• _QUOTED TEXT_:
■ ■ ■ ■

Korea-Japan dispute strains longstanding alliances

South Korea's president has called recent disputes with Japan over territory, textbooks a potential 'diplomatic war.'

A messy moment between the South Korea and Japan got progressively messier this week. A sudden, bitter row over history and territory between the two main US allies in the Pacific was called a potential "diplomatic war" by an impassioned Korean President Roh Moo-hyun - who accused Japan of "rationalizing its history of invasion and colonization."

In an open letter to the people of Korea, and in terms that for discreet Asian diplomacy are probably unprecedented in frankness for a head of state, President Roh detailed their grievances with Japan. Among them: a proposed new high school history text that glorifies the early 20th century occupation of Korea by the imperial Japanese Army, and a recent vote by a Japanese prefecture to claim a historically symbolic island mid-way between the two nations.

"These moves nullify all the past reflection and apologies made by Japan," Roh said in the letter titled, "With Regard to Recent Korea-Japan Relations."

The row comes at a time when the US is aligning ever more strongly with Tokyo, and at a time when some analysts feel that the Roh government is drifting away from the triangular US-South Korea-Japan alliance that has been at the heart of Asian security since the Korean war.

Some Korean sources feel the issue could even dilute the kind of collective support needed to gain traction on the six-party talks on North Korea's nuclear weapons accession - though US diplomats disagree strongly.

■ ■ ■ ■

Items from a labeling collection
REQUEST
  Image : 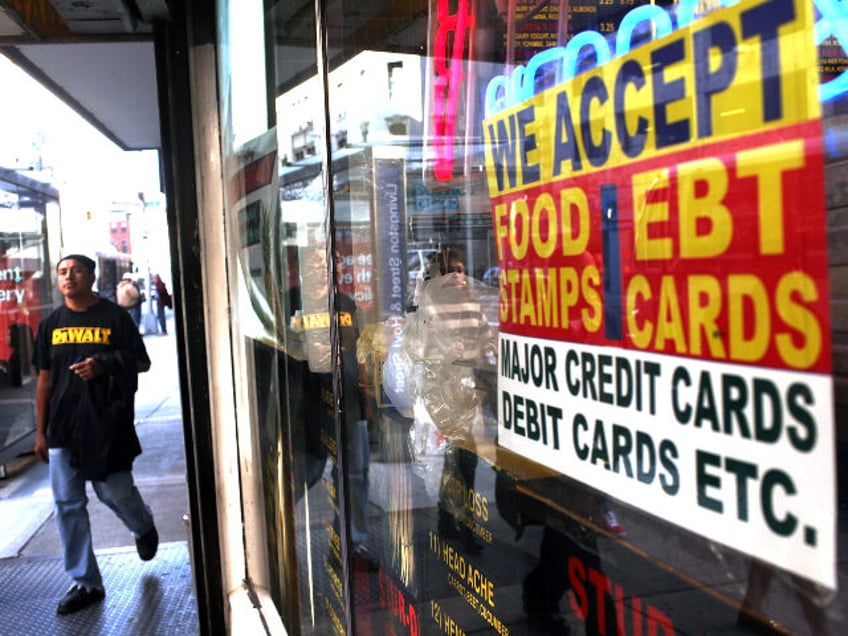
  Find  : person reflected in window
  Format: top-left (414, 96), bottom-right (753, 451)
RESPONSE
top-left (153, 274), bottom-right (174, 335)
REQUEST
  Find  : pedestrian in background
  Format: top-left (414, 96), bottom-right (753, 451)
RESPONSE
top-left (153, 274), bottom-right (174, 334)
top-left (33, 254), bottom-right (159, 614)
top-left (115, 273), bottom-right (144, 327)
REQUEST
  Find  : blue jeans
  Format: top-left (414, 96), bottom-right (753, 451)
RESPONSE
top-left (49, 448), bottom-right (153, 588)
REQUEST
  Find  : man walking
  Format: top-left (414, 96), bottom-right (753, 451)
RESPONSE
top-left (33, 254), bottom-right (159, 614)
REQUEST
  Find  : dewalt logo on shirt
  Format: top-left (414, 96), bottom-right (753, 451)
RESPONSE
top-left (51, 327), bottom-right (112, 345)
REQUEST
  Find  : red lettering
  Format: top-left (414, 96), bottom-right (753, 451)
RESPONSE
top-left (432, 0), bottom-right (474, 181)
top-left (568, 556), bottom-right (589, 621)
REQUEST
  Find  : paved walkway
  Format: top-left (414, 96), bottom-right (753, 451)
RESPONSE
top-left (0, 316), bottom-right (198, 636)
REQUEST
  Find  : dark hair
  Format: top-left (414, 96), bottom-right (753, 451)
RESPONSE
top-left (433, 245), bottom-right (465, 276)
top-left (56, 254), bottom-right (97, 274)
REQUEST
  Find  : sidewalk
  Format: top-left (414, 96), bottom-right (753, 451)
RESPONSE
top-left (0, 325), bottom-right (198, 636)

■ ■ ■ ■

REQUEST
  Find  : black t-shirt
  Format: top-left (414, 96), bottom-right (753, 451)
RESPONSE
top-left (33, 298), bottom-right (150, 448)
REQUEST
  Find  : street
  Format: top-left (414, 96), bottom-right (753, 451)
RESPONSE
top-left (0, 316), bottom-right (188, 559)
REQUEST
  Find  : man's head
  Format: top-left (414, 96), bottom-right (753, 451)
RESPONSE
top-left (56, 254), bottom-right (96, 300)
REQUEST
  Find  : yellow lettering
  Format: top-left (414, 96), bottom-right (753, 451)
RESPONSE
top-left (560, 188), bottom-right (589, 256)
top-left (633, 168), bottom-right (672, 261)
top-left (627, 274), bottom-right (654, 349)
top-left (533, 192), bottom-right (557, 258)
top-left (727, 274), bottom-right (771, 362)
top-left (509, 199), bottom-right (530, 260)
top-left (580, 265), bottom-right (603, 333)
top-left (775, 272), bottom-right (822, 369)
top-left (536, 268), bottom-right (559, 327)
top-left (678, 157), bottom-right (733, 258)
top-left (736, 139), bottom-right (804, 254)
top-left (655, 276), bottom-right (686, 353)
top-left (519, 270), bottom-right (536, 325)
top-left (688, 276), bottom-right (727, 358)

■ ■ ■ ■

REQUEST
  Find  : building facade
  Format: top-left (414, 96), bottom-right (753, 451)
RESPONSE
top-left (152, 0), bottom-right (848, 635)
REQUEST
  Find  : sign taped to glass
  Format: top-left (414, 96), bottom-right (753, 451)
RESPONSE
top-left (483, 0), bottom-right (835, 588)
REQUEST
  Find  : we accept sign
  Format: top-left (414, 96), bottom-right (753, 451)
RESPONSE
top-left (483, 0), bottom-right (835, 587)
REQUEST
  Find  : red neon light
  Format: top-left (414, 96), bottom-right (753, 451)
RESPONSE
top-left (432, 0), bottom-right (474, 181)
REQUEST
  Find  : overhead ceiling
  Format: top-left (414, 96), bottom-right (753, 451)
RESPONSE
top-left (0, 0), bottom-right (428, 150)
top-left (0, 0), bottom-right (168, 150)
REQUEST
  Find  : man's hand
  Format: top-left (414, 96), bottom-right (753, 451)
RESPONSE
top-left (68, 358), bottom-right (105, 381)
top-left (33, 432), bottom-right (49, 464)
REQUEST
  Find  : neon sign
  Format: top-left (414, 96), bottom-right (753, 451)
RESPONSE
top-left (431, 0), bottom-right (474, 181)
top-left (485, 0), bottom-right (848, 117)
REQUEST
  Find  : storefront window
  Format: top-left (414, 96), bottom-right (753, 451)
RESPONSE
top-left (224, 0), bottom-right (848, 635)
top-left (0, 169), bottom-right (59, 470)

■ ■ ■ ■

• _CHALLENGES_:
1. Tally the lines in the records that contain the string "window", treating case as significant, and give only the number.
2. Carry on the article about the Korea-Japan dispute, starting right after its final sentence.

• _RESPONSES_:
1. 2

2.
A testy 'year of friendship'

At a minimum, one senior Western diplomat noted, Roh's intemperate statements shift the focus of attention away from Japanese perceived misdeeds or provocations, and onto the character of Roh himself, virtually letting Tokyo off the hook. Roh has made a series of speeches in recent months that have suggested his government is rethinking South Korea's role in the US-led Pacific alliance.

Japan and South Korea cohosted the 2002 World Cup, and this year is supposed to be a "year of friendship" between the two - though many events have recently been canceled.

Yesterday a set of right-wing Japanese politicians in Tokyo met to explore a legal claim on the island known here as Tokdo, something a senior Korean official described as akin to "pouring gasoline on a fire." Tokdo has been controlled by South Korea for more than 40 years.

Korean emotions rose this month after a local Japanese prefecture voted to make Feb. 22 "Takeshima Day." Takeshima is the Japanese name for the island.

The date and place are highly symbolic in the Korean mind. Japan first laid claims to the island on Feb. 22, 1905. The rock outcropping was one of the first territories seized by Japan as it went on to fully annex and occupy Korea.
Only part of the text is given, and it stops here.